Pereira Paz’s works depict those elements, water, fire, earth and its inhabitants, in symbolic relationships, in desirable serenity and unavoidable melancholy. He represents them as nightly, mysterious landscapes, with cryptic narratives about cunning knowledge, pulled from the plane of myth, from the ontological regime of intense, fluid and continuous difference—the plane of pure virtuality in which the human and non-human were once a single heterogeneous substance. There’s all powerful felines, sharks and humans frolicking in the waves, sunlight and lightning bolts, llamas with mosquitos, but also scorched trees, the headway of the desert, desperate flights and the implacable progress of time.

The artist refers to this body of work as ‘tellages’—a portmanteau from tela (fabric) and collage. They are the union of velvet and linen, embellished with precious metals created by mid-century Taxco metalsmiths with bygone names like Los Castillo or Salvador Terán, famous jewelry design houses that are now extinct or carry on as workshops, without the glamour that once  graced them, now found in places like ebay and flea markets. For Pereira Paz, these precious metal offerings evoke the tradition of ‘cargamentos’ (shipments) from his home country of Bolivia, in which folkloric devotees consecrate large volumes of silver on cars —donkeys, horses or oxes, before— to the deities of the Mountain. The means of transport are covered in splendid textiles and then showered in silver bowls, trays, ladles, knives, skimmers, candelabra, jars, etc. The radiance of the Sun on these surfaces, at the mythic altitude of Bolivian cities, creates an extreme refraction, a special relationship with light that satisfies the mountains and the Virgins of the Sinkholes, who acquiesce to the continued extraction from the mines, keeping their watchful eyes on the men. That radiance speaks to the celestial plane about humans and their generosity, they seek to ingratiate themselves, to thank God for the goods the belly of the mountain offers them. This interest in the material customs of his origins is also refracted in the references impressed in Pereira Paz’s work. In it, there’s an obstinate recognition of the roads walked by those that came before us; the headstrong idea of going around the world to escape our starting point only to end up where one began, appreciating the genealogy that gave us life. And thus, dreamlike images appear: the clock at the Bolivian Congress in La Paz, which turns anti-clockwise, marking the beat of a different time; the paradoxical and exquisite use of materials in Inés Córdova’s polymathic creations; the tangled trees and terminally ill landscapes of Raquel Forner, that remind us of the humanity’s cyclical cataclysms.

§ RECORDS SUPPLIED
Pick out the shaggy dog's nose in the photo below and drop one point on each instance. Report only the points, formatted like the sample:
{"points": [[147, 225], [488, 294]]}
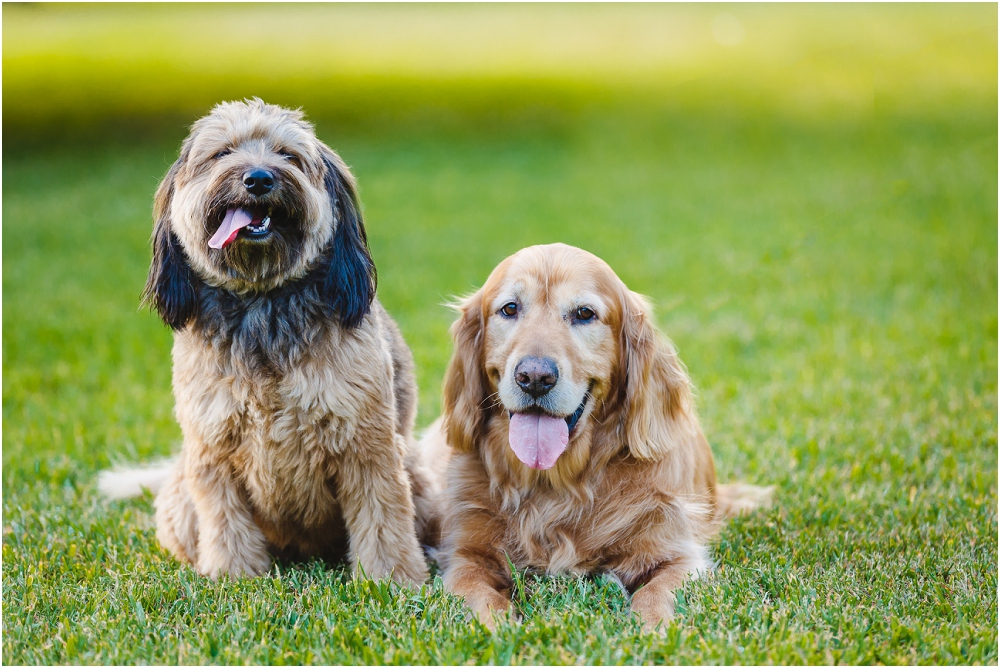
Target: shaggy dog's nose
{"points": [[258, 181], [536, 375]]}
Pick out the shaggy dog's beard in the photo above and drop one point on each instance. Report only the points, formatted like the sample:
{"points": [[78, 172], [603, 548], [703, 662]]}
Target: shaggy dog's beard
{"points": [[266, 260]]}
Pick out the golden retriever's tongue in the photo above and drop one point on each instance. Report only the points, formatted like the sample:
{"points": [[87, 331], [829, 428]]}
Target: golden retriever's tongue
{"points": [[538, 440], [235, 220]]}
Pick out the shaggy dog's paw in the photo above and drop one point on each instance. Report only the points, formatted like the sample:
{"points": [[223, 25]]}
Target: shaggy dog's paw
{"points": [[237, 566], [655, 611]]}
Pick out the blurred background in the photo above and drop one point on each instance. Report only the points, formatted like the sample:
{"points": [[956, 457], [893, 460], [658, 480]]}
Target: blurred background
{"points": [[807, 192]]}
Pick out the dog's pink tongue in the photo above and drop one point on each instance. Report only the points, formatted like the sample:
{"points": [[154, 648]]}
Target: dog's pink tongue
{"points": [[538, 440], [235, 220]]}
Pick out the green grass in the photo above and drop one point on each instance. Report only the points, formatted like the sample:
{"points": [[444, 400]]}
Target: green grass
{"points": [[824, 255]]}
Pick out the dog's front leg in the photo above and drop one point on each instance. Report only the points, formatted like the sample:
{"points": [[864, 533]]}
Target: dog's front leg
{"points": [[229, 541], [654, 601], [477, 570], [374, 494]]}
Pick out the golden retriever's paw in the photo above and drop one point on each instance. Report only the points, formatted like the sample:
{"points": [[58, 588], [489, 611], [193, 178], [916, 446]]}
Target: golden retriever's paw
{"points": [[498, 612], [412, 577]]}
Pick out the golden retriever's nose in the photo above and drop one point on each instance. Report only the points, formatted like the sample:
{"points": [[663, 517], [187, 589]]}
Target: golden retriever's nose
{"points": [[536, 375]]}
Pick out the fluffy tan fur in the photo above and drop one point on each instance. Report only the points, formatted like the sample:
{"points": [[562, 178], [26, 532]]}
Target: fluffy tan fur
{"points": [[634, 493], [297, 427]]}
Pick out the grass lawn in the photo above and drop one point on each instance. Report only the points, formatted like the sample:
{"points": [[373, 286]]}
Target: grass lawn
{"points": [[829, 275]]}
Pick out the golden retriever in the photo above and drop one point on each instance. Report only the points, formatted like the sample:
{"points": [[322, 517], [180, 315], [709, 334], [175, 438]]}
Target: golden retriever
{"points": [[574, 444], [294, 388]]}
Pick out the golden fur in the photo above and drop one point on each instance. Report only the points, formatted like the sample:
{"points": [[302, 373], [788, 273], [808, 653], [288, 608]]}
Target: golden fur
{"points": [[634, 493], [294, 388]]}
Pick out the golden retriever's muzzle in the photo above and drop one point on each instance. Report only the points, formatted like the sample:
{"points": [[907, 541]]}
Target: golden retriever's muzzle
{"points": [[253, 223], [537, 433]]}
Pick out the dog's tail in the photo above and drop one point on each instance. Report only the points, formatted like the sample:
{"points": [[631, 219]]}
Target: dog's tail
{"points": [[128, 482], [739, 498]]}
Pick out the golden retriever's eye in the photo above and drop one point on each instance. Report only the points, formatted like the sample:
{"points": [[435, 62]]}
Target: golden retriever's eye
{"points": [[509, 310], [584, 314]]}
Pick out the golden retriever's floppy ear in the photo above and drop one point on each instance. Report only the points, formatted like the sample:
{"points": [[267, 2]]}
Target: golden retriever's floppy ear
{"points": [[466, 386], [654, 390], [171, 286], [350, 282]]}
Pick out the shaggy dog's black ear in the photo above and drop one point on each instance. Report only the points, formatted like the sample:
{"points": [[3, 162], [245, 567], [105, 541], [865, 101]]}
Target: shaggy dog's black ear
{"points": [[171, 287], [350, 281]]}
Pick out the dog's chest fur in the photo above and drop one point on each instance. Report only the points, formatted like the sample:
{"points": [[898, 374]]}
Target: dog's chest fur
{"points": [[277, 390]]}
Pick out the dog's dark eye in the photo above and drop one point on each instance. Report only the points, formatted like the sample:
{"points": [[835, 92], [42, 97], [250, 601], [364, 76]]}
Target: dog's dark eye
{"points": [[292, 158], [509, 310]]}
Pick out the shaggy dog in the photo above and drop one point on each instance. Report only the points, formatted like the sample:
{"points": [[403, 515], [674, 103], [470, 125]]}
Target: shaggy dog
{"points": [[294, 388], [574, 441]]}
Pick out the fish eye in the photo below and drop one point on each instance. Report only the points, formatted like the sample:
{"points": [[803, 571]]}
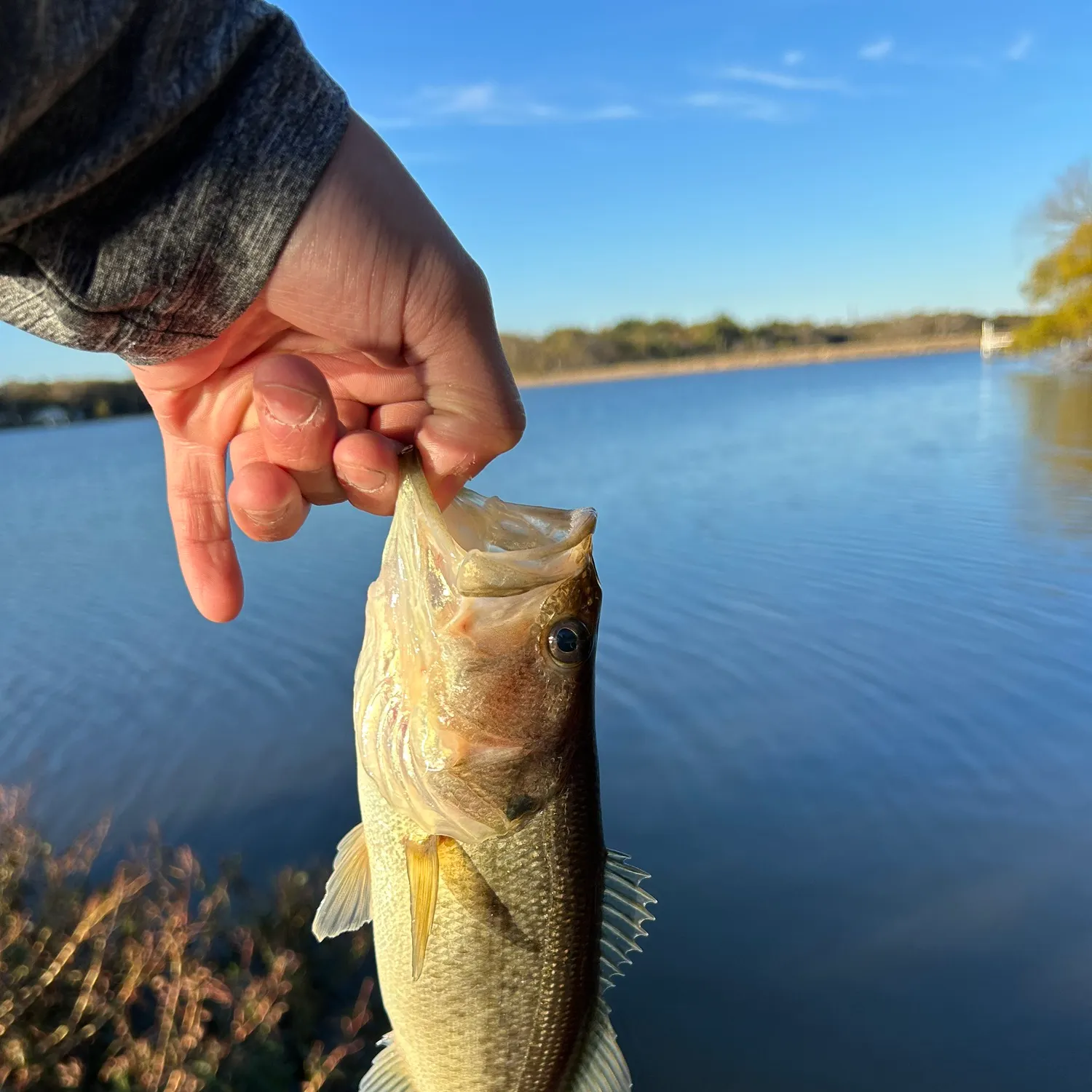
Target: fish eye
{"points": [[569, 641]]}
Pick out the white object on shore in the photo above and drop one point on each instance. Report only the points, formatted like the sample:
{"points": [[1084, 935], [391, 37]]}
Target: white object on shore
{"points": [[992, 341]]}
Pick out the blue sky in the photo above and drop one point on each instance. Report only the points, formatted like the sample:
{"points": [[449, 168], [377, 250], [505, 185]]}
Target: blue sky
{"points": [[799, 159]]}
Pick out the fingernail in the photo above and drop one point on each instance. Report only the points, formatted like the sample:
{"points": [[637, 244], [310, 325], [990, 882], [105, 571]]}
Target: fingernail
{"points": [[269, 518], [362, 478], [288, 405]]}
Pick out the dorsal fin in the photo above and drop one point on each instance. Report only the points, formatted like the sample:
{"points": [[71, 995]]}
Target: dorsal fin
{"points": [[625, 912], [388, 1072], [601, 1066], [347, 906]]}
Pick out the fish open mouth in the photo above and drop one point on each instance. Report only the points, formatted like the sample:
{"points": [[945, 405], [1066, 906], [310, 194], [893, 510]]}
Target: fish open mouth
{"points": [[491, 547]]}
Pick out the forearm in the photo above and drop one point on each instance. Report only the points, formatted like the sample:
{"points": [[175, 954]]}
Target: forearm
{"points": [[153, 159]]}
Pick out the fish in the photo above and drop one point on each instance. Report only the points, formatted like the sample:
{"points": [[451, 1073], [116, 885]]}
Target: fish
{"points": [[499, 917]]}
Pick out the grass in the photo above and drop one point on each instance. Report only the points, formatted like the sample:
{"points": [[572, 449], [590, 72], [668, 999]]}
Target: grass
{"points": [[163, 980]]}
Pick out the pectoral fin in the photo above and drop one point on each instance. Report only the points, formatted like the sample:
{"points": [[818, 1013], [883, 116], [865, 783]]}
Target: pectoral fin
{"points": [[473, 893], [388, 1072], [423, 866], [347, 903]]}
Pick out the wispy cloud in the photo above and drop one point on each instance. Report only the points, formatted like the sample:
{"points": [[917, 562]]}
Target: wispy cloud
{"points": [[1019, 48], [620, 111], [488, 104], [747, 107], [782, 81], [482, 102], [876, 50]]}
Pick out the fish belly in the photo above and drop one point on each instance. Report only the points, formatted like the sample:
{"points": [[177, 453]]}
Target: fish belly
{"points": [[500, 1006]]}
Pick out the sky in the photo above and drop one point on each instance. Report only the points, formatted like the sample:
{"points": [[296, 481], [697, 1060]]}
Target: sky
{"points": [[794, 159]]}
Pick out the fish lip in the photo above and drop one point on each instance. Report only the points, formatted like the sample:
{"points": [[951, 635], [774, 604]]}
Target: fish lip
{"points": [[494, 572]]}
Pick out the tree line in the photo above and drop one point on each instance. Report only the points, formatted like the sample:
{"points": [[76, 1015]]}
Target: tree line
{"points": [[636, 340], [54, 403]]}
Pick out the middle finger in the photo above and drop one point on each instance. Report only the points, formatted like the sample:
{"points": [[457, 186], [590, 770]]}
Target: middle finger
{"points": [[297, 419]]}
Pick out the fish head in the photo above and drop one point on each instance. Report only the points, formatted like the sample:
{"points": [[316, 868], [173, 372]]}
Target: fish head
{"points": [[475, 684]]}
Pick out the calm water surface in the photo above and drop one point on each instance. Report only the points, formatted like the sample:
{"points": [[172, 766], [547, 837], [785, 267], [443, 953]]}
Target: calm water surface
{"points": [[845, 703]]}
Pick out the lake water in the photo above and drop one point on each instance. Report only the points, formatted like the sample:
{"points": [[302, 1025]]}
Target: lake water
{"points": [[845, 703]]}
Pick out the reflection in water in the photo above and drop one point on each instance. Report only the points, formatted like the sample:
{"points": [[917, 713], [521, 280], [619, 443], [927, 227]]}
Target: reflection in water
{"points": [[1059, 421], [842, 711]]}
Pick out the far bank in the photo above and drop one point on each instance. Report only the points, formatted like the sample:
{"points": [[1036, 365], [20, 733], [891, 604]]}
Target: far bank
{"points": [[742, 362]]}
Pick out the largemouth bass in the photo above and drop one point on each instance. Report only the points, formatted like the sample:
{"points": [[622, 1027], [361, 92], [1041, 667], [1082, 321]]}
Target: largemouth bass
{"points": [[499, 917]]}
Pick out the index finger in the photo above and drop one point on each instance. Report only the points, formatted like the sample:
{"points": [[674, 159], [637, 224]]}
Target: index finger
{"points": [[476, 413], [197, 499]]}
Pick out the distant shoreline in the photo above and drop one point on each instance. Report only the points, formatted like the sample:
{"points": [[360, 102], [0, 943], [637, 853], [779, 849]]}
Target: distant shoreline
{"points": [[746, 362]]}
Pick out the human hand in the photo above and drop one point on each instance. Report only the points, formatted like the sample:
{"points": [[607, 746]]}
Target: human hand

§ WORK TO DO
**A)** Summarize the text on Pereira Paz's tellages in two sentences.
**B)** Extend the text on Pereira Paz's tellages, picking up right after its final sentence.
The listing plays no part in the work that follows.

§ EXPECTED OUTPUTS
**A)** Pereira Paz's works set water, fire, earth and their inhabitants in symbolic relationships, rendered as nightly, mysterious landscapes drawn from the plane of myth. His "tellages" join velvet and linen with precious metal pieces by mid-century Taxco metalsmiths, evoking the Bolivian "cargamentos" offered to the mountain deities and bringing in references to his origins such as the anti-clockwise clock at the Bolivian Congress and the work of Inés Córdova and Raquel Forner.

**B)**
In more than one way, there is so much diligence invested in the materials that make up these works, in their provenance, their present and their future, in their responsible usage. Pereira Paz prefers that which already exists, such as married metals, a technique developed by the Castillo family in the 30s and 40s, in which they would solder together different metals with great difficulty to create multicolored objects. Today, that technique has fallen in disuse yet Pereira Paz finds in its accumulation of precious metals some of that superhuman radiance his ancestors sought out in order to please the Sun. That approach towards materials, of creating small objects in which one sinks hours and hours of dedication, is mirrored in these works. The artist ‘marries’ good-natured materials, linen, velvet and metals, to create new objects from their evident union, from the alliance between their chromatic characteristics and their tangible textures, and from the transformation that Pereira Paz sets forth with his small-scale labor, closer to a form of meditation than to an overflowing output of images and objects. From this emerges a ‘time of the hands’, the time of the artist in the studio, a production rate that is entirely human, centered in one’s own body and distanced from the logic of contemporary forces creating artificial pressure, the desire and consumption of endless reproduction. A time of production that creates exactly enough, what is needed and not a minute more.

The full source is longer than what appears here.